I buy www.lynnmfg.com in rolls of 24" x100" x1/8" at $38.00 from my local HVAC and heating store. They have two temperature ratings, 1500 F Ceramic fiber paper part number 9651 and 2300 F part number 9651 (around $10.00 more expensive than lower temperature). Same as Don2222, I have made templates for the burn pot, combustion blower motor and housing from 1/8" plywood, after the template, it is just cut the part you need.

High density board for the 10-CDV is part number 1026 ($130.00) but you can make 6 of them. Low density boards for the 30-NC are from http://www.skylinecomponents.com/In-Stock_CeramicFiber.html, check for price, I have not changed mine in a while. If you want to make you own board, you can use Rutland castable refractory cement part number 600, temperature rating 2200F or kastolite 30 for temperature rating 3000 F. Thermic constant values are very similar in all three products,. However, the castable boards will be heavier.
################
_EXERCISE PROMPT_.
Answer from the post on ceramic fiber paper above:
1. What does one roll of the paper cost?
2. What is the part number of the high density board for the 10-CDV?
3. Which product for making your own board has a 3000 F rating?

_DATASET CONTENT_.
################
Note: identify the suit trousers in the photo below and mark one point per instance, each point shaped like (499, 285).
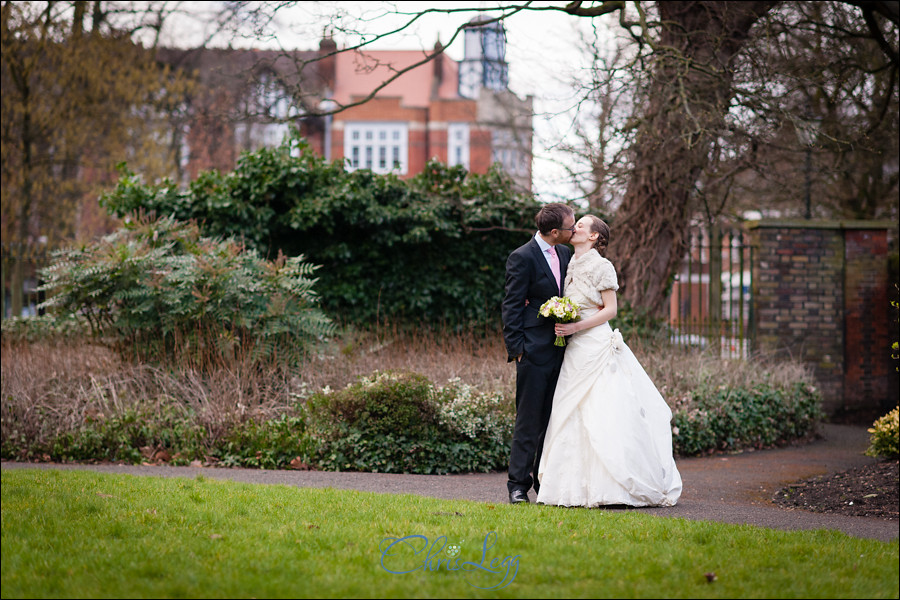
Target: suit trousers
################
_COMPLETE RESPONSE_.
1. $38.00
2. 1026
3. Kastolite 30